# Problem statement
Print the part of the items that opens with the very first line and closes with the line containing "pixel 300 242". Reproduce it word for word, with both of those lines included.

# Input rows
┌──

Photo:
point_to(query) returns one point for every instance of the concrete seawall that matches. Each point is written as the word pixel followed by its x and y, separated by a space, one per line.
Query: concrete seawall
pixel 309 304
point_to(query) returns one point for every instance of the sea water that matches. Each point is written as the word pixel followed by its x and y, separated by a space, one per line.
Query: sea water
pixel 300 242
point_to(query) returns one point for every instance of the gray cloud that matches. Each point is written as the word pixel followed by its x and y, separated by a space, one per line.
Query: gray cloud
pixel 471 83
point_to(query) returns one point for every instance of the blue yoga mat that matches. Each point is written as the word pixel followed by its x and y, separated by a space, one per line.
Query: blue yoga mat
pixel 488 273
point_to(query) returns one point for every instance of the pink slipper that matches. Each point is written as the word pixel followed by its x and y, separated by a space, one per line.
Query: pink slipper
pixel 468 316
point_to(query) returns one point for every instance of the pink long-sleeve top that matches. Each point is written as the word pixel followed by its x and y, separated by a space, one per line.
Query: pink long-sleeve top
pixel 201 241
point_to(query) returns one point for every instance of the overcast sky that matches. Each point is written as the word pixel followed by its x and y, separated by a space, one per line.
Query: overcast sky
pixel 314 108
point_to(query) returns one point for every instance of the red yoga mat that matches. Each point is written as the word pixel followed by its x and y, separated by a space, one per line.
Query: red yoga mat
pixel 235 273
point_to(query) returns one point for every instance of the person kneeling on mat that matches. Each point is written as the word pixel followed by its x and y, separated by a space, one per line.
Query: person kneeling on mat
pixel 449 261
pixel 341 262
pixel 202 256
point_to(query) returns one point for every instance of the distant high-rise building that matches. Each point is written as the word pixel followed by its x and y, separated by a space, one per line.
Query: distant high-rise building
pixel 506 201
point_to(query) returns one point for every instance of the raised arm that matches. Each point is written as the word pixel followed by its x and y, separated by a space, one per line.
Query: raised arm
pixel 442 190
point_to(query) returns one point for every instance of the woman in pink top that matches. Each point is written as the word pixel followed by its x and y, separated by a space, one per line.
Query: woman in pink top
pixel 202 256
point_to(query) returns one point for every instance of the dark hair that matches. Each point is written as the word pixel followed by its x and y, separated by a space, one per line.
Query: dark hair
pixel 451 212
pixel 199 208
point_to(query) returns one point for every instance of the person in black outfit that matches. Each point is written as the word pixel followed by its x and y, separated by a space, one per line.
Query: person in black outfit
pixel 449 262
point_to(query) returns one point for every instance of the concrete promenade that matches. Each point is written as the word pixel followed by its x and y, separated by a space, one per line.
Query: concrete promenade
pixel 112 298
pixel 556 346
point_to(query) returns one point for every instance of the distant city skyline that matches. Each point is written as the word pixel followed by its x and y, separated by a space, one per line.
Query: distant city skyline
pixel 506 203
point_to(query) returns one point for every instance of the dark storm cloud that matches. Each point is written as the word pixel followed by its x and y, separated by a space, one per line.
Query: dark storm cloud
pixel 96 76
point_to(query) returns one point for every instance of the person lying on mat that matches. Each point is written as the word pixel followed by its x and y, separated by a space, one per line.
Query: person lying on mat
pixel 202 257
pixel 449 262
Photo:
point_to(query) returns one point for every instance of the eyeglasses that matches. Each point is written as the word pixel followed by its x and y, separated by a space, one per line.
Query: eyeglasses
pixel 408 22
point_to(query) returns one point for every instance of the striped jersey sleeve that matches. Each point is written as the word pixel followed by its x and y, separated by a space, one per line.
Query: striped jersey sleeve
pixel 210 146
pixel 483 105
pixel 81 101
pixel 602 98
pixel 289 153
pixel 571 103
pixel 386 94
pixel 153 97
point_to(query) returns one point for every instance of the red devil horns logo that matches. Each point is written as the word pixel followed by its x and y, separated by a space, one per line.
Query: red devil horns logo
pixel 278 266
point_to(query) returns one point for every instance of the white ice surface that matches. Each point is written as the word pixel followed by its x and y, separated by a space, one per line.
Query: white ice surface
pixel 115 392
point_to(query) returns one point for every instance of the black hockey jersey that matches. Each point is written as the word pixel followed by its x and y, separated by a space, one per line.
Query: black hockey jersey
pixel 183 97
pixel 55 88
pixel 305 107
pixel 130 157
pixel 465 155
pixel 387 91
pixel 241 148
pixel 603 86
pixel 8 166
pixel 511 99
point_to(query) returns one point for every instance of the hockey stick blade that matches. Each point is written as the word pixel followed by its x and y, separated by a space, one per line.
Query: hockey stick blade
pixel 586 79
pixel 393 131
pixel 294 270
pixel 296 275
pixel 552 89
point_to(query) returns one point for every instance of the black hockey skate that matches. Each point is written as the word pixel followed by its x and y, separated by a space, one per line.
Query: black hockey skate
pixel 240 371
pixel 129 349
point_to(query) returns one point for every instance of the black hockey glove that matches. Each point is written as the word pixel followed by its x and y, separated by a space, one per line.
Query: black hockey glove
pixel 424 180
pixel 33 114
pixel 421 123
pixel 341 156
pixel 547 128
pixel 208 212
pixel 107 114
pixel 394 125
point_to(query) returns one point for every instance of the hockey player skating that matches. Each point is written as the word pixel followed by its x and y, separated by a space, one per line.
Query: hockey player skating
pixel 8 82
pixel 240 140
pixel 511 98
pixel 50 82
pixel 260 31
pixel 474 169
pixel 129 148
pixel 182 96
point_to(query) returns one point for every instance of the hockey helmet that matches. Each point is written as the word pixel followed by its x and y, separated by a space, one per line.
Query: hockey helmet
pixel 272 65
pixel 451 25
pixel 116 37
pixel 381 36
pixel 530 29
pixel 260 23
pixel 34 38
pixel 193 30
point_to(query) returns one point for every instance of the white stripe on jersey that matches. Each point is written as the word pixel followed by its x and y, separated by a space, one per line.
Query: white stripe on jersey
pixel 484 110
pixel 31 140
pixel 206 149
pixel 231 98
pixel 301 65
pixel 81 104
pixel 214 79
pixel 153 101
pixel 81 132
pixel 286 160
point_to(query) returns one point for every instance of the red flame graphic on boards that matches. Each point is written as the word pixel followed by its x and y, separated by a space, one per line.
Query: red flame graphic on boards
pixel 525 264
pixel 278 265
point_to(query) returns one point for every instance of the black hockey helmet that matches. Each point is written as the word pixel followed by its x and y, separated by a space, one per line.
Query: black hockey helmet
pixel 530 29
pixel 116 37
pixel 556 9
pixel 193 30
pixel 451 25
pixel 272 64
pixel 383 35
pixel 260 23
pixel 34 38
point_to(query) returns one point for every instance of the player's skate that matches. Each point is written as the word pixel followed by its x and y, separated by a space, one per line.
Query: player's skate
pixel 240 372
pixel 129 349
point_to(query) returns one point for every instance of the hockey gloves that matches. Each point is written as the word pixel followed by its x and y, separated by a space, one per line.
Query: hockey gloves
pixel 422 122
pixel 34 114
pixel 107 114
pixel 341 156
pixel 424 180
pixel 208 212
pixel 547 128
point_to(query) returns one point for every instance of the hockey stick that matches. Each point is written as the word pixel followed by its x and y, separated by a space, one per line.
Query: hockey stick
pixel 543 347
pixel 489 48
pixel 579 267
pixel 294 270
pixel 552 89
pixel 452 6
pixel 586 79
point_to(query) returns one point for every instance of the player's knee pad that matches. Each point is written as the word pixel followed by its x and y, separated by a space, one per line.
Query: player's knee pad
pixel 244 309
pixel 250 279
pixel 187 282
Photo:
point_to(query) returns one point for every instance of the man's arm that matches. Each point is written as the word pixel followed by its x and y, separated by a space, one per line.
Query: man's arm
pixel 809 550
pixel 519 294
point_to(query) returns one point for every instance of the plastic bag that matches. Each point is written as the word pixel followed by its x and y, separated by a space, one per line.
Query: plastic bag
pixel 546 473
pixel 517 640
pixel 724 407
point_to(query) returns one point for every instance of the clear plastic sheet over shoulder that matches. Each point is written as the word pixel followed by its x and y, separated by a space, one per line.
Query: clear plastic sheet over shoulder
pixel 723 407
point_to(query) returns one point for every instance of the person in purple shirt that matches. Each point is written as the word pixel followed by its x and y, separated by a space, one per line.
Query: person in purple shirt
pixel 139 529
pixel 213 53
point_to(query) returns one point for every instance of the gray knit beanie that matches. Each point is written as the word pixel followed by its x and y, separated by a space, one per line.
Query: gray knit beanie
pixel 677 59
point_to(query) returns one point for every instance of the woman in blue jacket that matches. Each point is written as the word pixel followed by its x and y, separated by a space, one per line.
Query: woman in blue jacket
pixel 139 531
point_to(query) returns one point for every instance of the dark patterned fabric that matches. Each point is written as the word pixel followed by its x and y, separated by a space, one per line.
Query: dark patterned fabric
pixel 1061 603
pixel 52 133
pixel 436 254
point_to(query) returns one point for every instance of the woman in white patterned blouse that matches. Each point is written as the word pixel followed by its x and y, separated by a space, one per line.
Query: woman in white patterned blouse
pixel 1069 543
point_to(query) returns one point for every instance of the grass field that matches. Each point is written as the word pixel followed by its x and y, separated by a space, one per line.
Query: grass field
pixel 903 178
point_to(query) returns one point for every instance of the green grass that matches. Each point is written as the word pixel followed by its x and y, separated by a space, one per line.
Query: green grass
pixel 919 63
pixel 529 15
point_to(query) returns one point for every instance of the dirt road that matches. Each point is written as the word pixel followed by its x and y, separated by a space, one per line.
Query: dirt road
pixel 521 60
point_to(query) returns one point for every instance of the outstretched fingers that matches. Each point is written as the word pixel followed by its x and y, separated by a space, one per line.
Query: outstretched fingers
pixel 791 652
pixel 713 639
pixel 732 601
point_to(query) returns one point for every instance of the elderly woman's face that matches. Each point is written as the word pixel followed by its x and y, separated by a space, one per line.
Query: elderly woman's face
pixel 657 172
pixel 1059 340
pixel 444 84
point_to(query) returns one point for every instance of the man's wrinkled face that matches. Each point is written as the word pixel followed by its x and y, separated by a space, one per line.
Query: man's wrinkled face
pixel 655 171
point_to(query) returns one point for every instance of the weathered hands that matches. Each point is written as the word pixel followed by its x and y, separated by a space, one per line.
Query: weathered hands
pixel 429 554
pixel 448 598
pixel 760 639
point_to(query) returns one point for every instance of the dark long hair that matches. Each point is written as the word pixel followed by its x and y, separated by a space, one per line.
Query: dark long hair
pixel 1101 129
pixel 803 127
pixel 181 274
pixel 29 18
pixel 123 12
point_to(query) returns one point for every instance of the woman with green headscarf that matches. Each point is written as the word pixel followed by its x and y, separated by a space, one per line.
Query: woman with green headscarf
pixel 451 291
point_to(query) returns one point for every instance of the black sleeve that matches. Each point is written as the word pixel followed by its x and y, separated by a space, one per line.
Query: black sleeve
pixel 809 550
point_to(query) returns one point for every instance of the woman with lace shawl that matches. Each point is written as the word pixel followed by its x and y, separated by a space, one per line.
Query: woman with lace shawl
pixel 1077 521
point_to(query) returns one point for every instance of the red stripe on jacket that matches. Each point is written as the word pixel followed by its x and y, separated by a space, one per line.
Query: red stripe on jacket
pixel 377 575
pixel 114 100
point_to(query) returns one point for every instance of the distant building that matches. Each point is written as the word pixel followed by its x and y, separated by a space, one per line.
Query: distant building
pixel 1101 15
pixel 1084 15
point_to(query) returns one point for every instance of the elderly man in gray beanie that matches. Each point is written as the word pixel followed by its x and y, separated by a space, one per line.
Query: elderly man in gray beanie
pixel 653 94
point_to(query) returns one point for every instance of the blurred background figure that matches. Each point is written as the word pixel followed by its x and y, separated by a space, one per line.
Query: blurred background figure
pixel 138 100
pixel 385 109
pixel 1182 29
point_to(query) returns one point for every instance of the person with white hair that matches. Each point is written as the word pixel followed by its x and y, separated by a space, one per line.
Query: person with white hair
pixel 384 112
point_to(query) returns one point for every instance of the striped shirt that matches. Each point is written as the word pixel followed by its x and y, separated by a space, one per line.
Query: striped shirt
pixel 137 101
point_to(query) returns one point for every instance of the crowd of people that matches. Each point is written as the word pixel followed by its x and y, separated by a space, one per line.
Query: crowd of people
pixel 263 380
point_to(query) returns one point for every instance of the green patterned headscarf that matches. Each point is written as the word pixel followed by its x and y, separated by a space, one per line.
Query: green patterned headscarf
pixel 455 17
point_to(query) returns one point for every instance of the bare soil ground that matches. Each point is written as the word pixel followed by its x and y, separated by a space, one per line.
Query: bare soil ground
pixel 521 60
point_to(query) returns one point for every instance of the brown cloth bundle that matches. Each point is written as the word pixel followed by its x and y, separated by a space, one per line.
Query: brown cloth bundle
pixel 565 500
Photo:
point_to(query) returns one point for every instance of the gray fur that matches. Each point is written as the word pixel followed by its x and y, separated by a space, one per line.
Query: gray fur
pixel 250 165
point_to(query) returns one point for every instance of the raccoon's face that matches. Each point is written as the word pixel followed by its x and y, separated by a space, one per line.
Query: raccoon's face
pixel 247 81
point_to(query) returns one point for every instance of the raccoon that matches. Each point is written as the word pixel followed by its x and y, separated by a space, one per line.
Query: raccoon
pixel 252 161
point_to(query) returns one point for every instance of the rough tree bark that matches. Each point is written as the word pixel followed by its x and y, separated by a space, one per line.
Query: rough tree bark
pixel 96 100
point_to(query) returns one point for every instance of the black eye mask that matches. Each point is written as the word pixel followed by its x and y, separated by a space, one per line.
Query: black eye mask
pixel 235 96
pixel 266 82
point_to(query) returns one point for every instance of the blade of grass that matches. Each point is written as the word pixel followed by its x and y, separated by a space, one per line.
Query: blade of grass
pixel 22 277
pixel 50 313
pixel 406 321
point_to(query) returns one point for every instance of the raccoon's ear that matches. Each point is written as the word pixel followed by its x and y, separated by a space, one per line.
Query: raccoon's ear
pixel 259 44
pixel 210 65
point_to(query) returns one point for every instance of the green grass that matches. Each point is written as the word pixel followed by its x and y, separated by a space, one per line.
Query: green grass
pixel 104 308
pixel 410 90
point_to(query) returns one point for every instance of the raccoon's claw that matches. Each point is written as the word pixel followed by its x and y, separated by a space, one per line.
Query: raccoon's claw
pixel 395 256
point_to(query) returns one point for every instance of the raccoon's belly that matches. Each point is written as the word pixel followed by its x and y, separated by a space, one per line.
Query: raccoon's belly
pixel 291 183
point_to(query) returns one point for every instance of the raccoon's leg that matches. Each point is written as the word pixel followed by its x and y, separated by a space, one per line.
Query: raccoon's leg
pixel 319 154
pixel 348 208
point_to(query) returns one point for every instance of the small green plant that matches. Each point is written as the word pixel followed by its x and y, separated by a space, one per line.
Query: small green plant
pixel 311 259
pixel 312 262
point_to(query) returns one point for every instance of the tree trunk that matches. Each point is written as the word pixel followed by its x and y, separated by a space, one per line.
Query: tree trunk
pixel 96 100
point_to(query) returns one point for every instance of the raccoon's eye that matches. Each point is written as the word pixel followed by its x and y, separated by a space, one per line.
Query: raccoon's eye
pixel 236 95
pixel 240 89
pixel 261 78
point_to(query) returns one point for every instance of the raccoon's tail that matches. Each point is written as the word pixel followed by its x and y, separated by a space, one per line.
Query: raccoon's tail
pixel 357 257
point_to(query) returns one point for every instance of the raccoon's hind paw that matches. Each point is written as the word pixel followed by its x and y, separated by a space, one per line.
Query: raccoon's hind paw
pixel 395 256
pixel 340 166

└──

# Exercise answer
Photo:
point_to(query) returns one point for every instance of the concrete seawall that matches. Each point is written as the word pixel followed by its x and y, separated by a space, one per line.
Query: concrete seawall
pixel 309 304
point_to(query) returns one point for every instance of the sea water that matches. Each point is written as the word pixel followed by its x and y, separated by a space, one per line.
Query: sea water
pixel 300 242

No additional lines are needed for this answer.